**Aim**: Scale the coordinates by 0.5 for the lines from the start of the records through the line that contains "top-left (308, 172), bottom-right (846, 734)", and write out all of those lines, requests included. Round each halved coordinate in the answers to a whole number, halves up, and leave the numbers in the requests and their format samples unchanged.

**Supplied data**:

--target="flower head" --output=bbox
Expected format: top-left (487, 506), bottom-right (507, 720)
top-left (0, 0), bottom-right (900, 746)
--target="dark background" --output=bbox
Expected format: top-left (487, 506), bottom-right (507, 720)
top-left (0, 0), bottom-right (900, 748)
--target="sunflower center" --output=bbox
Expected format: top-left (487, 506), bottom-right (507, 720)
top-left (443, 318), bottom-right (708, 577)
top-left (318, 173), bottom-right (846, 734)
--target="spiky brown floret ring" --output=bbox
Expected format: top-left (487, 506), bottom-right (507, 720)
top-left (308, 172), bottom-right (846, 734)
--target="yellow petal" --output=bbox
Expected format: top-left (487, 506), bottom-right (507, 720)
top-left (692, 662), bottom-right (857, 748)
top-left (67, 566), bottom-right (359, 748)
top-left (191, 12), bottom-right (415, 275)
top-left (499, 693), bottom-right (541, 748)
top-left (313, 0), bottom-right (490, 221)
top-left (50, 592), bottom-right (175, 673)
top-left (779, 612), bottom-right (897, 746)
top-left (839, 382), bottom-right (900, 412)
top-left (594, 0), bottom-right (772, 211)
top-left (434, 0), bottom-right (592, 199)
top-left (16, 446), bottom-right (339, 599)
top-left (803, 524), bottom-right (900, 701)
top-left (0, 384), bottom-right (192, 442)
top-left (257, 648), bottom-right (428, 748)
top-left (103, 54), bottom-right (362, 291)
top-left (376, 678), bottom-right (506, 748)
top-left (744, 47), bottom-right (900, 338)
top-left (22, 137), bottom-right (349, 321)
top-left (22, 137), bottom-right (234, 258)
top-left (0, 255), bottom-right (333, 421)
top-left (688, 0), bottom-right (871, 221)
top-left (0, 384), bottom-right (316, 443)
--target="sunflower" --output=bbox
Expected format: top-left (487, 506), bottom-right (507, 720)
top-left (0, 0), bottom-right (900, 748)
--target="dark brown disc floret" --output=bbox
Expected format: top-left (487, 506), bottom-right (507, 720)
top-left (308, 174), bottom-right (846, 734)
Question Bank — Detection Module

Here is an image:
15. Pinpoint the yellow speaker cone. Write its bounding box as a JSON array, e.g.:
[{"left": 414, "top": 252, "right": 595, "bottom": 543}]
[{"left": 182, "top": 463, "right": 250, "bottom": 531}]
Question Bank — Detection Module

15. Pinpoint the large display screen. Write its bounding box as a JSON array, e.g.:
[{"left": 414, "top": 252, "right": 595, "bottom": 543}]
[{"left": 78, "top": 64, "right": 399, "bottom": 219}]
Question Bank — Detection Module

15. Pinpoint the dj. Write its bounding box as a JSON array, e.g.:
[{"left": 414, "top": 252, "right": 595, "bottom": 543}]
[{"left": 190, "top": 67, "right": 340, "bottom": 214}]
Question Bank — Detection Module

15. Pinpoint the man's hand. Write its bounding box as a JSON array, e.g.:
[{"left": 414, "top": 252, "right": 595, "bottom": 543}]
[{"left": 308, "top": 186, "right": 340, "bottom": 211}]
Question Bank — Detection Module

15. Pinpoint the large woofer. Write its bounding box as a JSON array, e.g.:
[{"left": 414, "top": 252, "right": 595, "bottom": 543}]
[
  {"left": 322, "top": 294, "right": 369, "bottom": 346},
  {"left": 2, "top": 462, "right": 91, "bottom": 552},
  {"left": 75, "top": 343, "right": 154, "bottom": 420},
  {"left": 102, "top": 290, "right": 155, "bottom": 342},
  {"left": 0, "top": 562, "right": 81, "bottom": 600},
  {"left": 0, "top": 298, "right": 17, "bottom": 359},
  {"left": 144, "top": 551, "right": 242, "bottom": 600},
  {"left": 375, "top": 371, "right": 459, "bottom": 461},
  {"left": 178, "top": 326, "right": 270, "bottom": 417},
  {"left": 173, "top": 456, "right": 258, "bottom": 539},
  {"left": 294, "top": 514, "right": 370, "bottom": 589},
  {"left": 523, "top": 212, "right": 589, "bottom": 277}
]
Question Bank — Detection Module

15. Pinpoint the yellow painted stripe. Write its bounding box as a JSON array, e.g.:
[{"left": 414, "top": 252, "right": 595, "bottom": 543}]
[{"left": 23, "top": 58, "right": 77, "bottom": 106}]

**Task result**:
--target="flower head" --output=bbox
Expected format: top-left (487, 506), bottom-right (507, 720)
top-left (0, 0), bottom-right (450, 373)
--target="dark background" --output=bbox
Expected format: top-left (487, 506), bottom-right (507, 720)
top-left (0, 0), bottom-right (450, 374)
--target="sunflower center" --output=bbox
Expected format: top-left (487, 506), bottom-right (507, 720)
top-left (222, 159), bottom-right (354, 289)
top-left (159, 87), bottom-right (423, 367)
--target="spiky brown floret ring" --output=bbox
Expected format: top-left (487, 506), bottom-right (507, 720)
top-left (154, 86), bottom-right (423, 367)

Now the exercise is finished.